## Reading passage
■ ■ ■ ■ ■

Xref: utzoo sci.lang:2551 comp.compilers:259
Path: utzoo!attcan!uunet!husc6!necntc!ima!compilers-sender
From: smryan@garth.uucp (Steven Ryan)
Newsgroups: sci.lang,comp.compilers
Subject: Shallow Parsing
Message-ID: <1080@ima.ISC.COM>
Date: 13 Jun 88 23:09:51 GMT
Sender: compilers-sender@ima.ISC.COM
Reply-To: smryan@garth.uucp (Steven Ryan)
Organization: INTERGRAPH (APD) -- Palo Alto, CA
Lines: 48
Approved: compilers@ima.UUCP
Church:  Our Lady of Reluctant Software.

I once heard a suggestion humans use a different parsing strategy than
compilers. Compilers use a deep parse using lotsa malenky rules and produce
a very impressive parse tree.

The suggestion was that humans memorise faster than generate and are better
at handling large chunks in parallel than small chunks nested.

What I take that to mean, we memorise words in each inflected form, even
regular forms, and possibly even groups words possibly up to words. Than
language generation consists of inserting these chunks into a verb frame
chunk, with each sentence form being a different chunk.

I think I'll call this suggestion shallow parsing: the parse tree will
only go down two or three levels before running into unanalysed (ig est
memorised) chunks. In terms of a productions, this would mean having
thousands of similar yet distinct productions instead factoring the
similarities to reduce the number of productions.

What interests me about this is the possible application to compilers:
humans parse an ambiguous and nondeterministic language in almost always
linear time. Most programming languages are intentionally designed with a
deterministic context free syntax which is LL(1) or LR(1). LR(1) parsing is
all very interesting, but the resulting language is often cumbersome: the
programmer must write out a sufficient left context to help out the parser
even when he/she/it/they/te/se/... can look a little to right and know what
is happen.

■ ■ ■ ■ ■

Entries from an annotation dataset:
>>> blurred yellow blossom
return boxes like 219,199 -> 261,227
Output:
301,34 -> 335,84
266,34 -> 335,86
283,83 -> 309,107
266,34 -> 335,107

■ ■ ■ ■ ■

## Set tasks
**A)** Reproduce the shallow parsing post word for word, from "I once heard" up to and including "a different chunk.".
**B)** Decide whether each statement agrees with the shallow parsing post: (i) compilers use a deep parse that produces a very impressive parse tree; (ii) most programming languages are designed with a nondeterministic syntax; (iii) in shallow parsing the parse tree goes down only two or three levels. Answer yes or no for each and quote the deciding words.

## Replies
**A)**
I once heard a suggestion humans use a different parsing strategy than
compilers. Compilers use a deep parse using lotsa malenky rules and produce
a very impressive parse tree.

The suggestion was that humans memorise faster than generate and are better
at handling large chunks in parallel than small chunks nested.

What I take that to mean, we memorise words in each inflected form, even
regular forms, and possibly even groups words possibly up to words. Than
language generation consists of inserting these chunks into a verb frame
chunk, with each sentence form being a different chunk.

**B)**
(i) Yes: "Compilers use a deep parse using lotsa malenky rules and produce a very impressive parse tree."
(ii) No: "Most programming languages are intentionally designed with a deterministic context free syntax which is LL(1) or LR(1)."
(iii) Yes: "the parse tree will only go down two or three levels"